## 과제 요구사항
아래 자료에서 "rocky"라는 문자열이 들어 있는 줄의 개수를 세어 숫자만 적으세요.

## 처리할 자료

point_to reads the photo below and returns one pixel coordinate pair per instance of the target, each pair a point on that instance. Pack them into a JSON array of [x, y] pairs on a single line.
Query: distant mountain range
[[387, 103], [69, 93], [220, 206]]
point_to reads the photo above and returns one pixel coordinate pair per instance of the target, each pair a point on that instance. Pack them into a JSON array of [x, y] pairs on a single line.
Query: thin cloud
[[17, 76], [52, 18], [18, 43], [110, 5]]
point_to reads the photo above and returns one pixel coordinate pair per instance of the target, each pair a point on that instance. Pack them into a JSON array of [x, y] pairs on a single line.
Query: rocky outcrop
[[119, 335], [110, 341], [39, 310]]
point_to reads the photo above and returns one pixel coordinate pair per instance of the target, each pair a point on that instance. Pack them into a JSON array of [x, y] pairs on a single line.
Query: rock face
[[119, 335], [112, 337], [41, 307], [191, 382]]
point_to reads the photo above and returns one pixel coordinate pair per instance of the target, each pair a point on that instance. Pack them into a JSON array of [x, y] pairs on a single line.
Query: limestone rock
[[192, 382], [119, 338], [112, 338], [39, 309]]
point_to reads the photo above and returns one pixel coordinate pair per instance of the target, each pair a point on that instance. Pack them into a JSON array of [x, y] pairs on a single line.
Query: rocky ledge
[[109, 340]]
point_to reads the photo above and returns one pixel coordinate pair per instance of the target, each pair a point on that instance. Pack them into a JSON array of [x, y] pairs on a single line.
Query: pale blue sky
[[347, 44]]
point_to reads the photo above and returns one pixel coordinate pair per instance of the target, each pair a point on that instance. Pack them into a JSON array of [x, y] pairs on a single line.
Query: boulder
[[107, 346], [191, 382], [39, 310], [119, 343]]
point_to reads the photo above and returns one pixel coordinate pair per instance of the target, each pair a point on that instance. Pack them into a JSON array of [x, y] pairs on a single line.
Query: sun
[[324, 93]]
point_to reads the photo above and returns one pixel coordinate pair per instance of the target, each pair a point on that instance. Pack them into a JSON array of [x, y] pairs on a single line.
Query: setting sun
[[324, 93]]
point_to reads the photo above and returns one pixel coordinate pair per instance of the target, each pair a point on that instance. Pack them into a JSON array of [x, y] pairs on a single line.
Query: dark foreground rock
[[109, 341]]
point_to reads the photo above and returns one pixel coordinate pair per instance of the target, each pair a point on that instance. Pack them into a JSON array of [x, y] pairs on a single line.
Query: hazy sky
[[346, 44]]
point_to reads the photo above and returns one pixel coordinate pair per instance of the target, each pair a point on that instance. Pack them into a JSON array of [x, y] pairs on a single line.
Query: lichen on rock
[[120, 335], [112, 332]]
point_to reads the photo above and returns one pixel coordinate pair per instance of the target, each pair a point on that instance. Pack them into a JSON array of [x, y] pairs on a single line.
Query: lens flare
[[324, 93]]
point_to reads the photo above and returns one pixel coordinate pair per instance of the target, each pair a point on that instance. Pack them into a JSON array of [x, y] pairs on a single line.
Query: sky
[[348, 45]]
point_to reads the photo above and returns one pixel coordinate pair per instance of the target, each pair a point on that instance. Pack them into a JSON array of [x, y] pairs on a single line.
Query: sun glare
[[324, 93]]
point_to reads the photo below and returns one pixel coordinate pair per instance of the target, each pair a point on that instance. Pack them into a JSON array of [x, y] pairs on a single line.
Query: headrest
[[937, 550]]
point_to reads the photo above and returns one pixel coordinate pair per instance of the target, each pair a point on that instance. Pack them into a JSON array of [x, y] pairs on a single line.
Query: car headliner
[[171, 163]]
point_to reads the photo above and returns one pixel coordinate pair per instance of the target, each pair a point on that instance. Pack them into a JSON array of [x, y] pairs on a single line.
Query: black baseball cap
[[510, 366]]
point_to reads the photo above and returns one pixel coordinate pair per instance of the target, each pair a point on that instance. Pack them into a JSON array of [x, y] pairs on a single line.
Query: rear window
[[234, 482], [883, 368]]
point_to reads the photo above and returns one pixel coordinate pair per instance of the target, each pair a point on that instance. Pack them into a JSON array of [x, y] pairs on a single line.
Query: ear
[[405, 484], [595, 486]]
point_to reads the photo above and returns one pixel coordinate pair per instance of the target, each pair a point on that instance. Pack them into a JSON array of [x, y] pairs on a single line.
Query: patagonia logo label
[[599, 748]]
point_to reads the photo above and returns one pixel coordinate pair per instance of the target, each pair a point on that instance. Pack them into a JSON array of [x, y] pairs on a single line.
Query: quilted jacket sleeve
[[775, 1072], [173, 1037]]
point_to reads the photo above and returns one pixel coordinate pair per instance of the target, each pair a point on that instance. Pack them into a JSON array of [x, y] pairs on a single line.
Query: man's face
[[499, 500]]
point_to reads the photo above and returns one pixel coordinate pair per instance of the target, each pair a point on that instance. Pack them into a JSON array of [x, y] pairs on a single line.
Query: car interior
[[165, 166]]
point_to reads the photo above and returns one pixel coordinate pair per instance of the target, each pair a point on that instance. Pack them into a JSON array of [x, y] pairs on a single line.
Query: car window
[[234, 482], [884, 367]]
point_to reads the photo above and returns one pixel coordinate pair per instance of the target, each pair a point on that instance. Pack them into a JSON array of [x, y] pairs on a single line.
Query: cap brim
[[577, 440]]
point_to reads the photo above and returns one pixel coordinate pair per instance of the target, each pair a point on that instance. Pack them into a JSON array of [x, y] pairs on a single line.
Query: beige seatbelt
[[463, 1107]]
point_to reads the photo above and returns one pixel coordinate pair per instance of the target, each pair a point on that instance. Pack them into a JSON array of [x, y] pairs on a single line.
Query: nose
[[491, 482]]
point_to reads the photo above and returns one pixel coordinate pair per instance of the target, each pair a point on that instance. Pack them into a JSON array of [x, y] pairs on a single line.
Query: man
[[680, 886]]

## 모범 풀이
2